3 in 4 APAC Banks Believe Fraud Will Increase in 2019, According to FICO Survey

Bank fraud is a global phenomenon. Case in point: almost three in four banks in Asia Pacific anticipate that fraud in their country will increase in 2019, according to a recent poll by FICO.

Of specific concern are transactions completed when neither the card nor the cardholder is physically present (card-not-present or CNP fraud), as well as cards taken out by criminals under false identities (application fraud). These were identified as the two key concerns, as well as the biggest fraud challenges faced by banks in 2019.

“The volume and velocity of transactions is growing in Asia,” said Dan McConaghy, president of FICO in Asia Pacific. “Over 50 percent of global online retail sales in 2018 originated from the region. This growth in ecommerce along with the efforts of banks to digitize more services has seen a change in fraud risk. Dealing with an ocean of transactions means that AI and machine learning are essential when it comes to detecting fraud.”

The survey found that efforts to keep up with changing fraud patterns remain mixed. Most APAC banks surveyed continue to take a precautionary approach to stopping fraud. More than 50 percent of APAC banks continue to simply block cards on the first fraud alert, a rate that remains unchanged from the 2017 survey.

In contrast, 6 percent will keep the card open while trying to confirm fraud with the customer. Positively, this number has doubled since the same question was asked in the previous poll.

Stated task 1 - Convert the records from the line with "Note to the class: locate the dry" to the line with "<point>20,7</point>" into a two-column CSV with the headers instruction and response. Give one row for each request, with its text and its answer each in a single quoted field and line breaks replaced by spaces.
The article on bank fraud and the records that come after it are unrelated material.

Material for this exercise -
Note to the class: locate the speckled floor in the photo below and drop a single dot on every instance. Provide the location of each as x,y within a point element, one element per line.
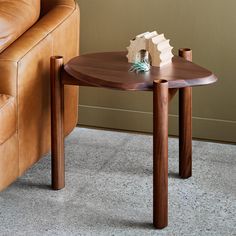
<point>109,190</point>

...

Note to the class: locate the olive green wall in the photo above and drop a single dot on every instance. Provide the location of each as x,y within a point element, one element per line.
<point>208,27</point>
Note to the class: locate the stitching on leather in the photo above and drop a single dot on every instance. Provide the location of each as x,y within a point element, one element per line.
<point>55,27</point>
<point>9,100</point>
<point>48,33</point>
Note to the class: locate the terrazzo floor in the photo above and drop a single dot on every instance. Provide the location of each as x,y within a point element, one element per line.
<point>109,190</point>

---

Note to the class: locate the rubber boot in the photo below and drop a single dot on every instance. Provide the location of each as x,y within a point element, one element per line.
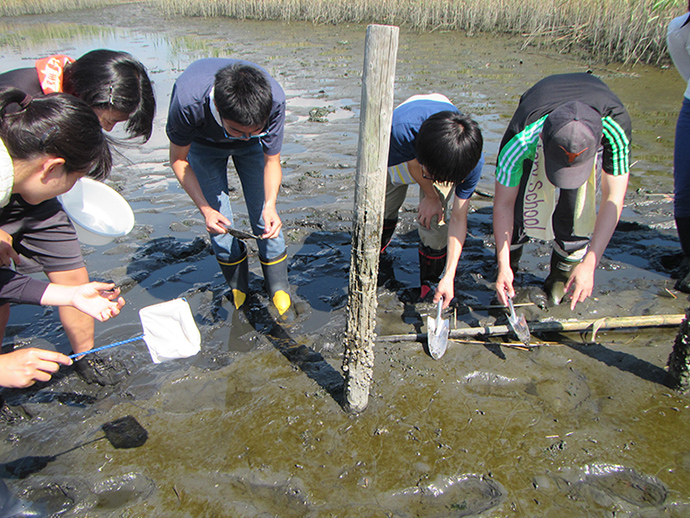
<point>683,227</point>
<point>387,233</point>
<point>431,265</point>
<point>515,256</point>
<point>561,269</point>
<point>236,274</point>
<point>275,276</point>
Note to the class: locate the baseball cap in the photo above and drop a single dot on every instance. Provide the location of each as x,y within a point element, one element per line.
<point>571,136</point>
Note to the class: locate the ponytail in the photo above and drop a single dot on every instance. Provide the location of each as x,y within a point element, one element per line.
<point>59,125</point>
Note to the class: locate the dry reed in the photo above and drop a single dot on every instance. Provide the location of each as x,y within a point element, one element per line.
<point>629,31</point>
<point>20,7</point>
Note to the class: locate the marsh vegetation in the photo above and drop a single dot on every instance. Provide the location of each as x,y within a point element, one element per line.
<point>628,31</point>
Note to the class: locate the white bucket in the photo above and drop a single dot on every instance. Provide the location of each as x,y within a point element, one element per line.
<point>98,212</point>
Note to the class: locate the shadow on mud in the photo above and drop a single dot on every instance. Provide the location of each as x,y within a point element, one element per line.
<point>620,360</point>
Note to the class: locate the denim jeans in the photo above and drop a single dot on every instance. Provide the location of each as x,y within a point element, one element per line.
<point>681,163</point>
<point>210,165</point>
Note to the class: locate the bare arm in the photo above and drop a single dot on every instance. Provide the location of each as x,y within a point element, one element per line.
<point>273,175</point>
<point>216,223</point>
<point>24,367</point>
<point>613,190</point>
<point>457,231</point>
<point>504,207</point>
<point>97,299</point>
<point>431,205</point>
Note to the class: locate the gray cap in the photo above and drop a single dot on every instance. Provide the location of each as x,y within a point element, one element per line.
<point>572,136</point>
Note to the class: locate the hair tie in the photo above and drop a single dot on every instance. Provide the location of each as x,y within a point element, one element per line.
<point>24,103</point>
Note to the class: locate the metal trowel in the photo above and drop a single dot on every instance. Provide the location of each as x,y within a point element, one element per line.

Stated task 2 - Continue the article on the FICO survey of Asia Pacific bank fraud from where it stops.

Response 1 -
instruction,response
"Note to the class: locate the dry reed in the photo above and drop a single dot on every instance. Provide the location of each as x,y within a point element, one element per line.","<point>629,31</point> <point>20,7</point>"

Response 2 -
“While protection against fraud is important, some banks are still struggling to balance prevention with customer convenience,” said McConaghy. “Smart communications is one tool lenders can use to deliver a frictionless customer experience. Engaging customers with an automated SMS or call to check if a transaction is genuine, while they are still at the register, engages them in the protection of their account and can have a positive influence on their impression of the bank.”  

Interestingly, banks in the region are still measuring their fraud departments on key fraud metrics other than customer satisfaction.

Overall fraud losses remain the leading indicator for 80 percent of APAC banks, followed by revenue at 10 percent. Only six percent of APAC banks ranked customer satisfaction as their number one metric and only four percent said customer attrition was their key measurement.

Of the banks surveyed, 54 percent of respondents said there would be a moderate rise in fraud in 2019 while 20 percent said there would be a significant jump.

Identity theft also remained a key priority for four-in-ten banks. Last year’s survey found that for one in five banks the number of fraudulent applications for credit cards sat between five to 10 percent.

Find out more at www.fico.com.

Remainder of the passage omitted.